* **Exercise details**
Output the lines from the one containing "cloud</item>, that would be a great help." to the one containing "85L411 77L399 67L367", both included, as they appear in the records below. Omit the pictures from your answer.

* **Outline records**
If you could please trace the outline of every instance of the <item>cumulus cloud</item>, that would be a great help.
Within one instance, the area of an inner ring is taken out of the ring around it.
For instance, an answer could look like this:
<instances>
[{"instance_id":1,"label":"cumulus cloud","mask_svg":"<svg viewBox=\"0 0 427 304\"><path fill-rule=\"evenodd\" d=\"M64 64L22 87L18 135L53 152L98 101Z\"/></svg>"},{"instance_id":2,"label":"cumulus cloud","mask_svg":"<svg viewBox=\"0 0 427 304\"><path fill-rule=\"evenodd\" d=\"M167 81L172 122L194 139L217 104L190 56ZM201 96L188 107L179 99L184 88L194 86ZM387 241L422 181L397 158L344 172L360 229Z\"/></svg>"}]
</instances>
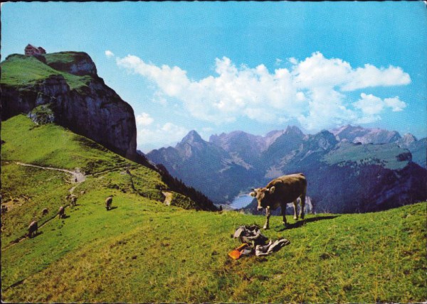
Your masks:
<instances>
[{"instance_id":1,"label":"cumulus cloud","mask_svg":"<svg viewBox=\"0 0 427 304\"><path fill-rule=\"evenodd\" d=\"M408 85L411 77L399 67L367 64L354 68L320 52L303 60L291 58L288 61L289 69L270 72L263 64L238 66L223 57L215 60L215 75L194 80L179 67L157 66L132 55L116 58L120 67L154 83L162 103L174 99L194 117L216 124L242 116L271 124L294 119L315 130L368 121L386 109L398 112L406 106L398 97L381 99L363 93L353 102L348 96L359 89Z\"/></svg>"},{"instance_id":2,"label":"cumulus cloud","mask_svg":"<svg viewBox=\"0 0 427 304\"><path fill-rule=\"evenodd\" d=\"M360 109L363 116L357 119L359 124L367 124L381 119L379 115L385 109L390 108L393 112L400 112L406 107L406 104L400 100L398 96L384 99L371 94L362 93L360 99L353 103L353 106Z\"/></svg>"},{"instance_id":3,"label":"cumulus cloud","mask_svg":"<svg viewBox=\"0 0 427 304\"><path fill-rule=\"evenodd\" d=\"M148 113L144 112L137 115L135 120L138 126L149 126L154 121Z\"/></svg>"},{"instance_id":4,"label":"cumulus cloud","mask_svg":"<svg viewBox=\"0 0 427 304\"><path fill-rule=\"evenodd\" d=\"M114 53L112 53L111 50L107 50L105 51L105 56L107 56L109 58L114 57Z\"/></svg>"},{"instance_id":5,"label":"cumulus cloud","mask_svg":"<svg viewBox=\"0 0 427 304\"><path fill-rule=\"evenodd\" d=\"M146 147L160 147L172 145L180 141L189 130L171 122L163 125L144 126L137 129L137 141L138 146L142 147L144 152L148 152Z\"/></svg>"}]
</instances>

--

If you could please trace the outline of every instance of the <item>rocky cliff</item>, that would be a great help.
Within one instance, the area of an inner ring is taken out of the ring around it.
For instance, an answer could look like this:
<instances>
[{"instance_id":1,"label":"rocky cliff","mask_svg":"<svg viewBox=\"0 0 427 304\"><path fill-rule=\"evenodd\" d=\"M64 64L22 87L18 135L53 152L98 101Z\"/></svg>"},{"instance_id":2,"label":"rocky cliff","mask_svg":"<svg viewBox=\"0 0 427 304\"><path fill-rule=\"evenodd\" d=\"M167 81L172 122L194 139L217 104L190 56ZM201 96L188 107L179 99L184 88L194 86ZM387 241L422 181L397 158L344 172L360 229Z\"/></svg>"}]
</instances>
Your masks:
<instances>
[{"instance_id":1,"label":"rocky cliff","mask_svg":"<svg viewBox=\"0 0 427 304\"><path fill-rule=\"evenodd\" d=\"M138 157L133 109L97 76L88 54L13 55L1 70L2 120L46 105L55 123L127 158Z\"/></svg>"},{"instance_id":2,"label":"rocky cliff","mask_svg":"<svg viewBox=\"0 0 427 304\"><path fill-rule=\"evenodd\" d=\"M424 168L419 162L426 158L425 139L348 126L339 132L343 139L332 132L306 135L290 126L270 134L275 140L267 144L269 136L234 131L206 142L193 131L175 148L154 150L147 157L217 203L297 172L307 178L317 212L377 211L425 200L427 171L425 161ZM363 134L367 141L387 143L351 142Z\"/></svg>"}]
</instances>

* * *

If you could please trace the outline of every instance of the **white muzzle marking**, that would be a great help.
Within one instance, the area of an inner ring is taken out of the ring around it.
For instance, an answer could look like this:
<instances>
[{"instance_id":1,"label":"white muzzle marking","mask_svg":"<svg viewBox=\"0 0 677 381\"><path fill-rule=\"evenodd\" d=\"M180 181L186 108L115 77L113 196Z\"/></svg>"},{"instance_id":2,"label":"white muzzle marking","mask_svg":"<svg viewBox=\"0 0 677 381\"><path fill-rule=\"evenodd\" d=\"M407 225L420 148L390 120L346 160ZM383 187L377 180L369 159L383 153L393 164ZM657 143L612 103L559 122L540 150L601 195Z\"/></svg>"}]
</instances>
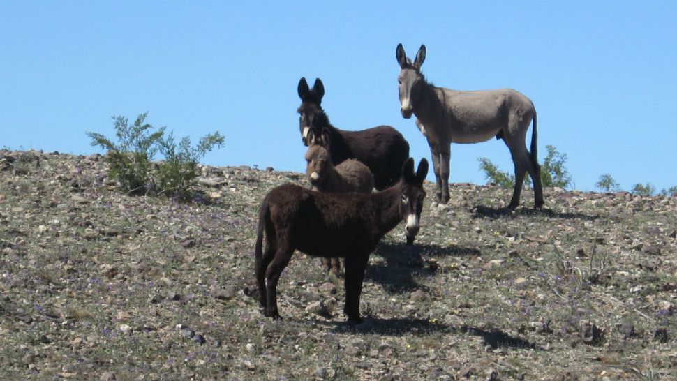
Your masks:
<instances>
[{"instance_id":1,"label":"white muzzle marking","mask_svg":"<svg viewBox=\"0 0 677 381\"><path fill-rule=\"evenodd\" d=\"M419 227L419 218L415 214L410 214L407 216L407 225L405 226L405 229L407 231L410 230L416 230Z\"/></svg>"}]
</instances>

* **Response for this exercise**
If you could please trace the outline of every instance of the <item>cumulus cloud</item>, that would be a great help.
Within one instance, the area of an inner ring is taken out of the ring around it.
For instance, an answer could look like this:
<instances>
[{"instance_id":1,"label":"cumulus cloud","mask_svg":"<svg viewBox=\"0 0 427 304\"><path fill-rule=\"evenodd\" d=\"M64 64L22 87L18 135L53 152L98 101Z\"/></svg>"},{"instance_id":2,"label":"cumulus cloud","mask_svg":"<svg viewBox=\"0 0 427 304\"><path fill-rule=\"evenodd\" d=\"M167 81L172 122L194 139L217 104L190 56ZM201 96L188 107L179 99L184 88L194 86ZM387 241L422 181L397 158L344 172L360 229Z\"/></svg>"}]
</instances>
Your masks:
<instances>
[{"instance_id":1,"label":"cumulus cloud","mask_svg":"<svg viewBox=\"0 0 427 304\"><path fill-rule=\"evenodd\" d=\"M408 85L411 77L399 67L367 64L354 68L320 52L303 60L291 58L288 61L289 69L270 72L263 64L238 66L223 57L215 60L215 75L194 80L179 67L157 66L132 55L116 58L120 67L154 83L162 103L174 99L194 117L216 124L242 116L271 124L294 119L315 130L368 121L386 109L398 112L406 106L398 97L381 99L363 93L353 102L348 96L359 89Z\"/></svg>"},{"instance_id":2,"label":"cumulus cloud","mask_svg":"<svg viewBox=\"0 0 427 304\"><path fill-rule=\"evenodd\" d=\"M360 109L363 116L357 119L359 124L367 124L381 119L379 115L385 109L390 108L393 112L400 112L406 107L406 104L400 100L398 96L384 99L371 94L362 93L360 99L353 103L353 106Z\"/></svg>"},{"instance_id":3,"label":"cumulus cloud","mask_svg":"<svg viewBox=\"0 0 427 304\"><path fill-rule=\"evenodd\" d=\"M148 113L144 112L137 115L135 120L138 126L149 126L154 121Z\"/></svg>"},{"instance_id":4,"label":"cumulus cloud","mask_svg":"<svg viewBox=\"0 0 427 304\"><path fill-rule=\"evenodd\" d=\"M114 53L112 53L111 50L107 50L105 51L105 56L107 56L109 58L114 57Z\"/></svg>"},{"instance_id":5,"label":"cumulus cloud","mask_svg":"<svg viewBox=\"0 0 427 304\"><path fill-rule=\"evenodd\" d=\"M146 147L160 147L172 145L180 141L189 130L171 122L163 125L144 126L137 129L137 141L138 146L142 147L144 152L148 152Z\"/></svg>"}]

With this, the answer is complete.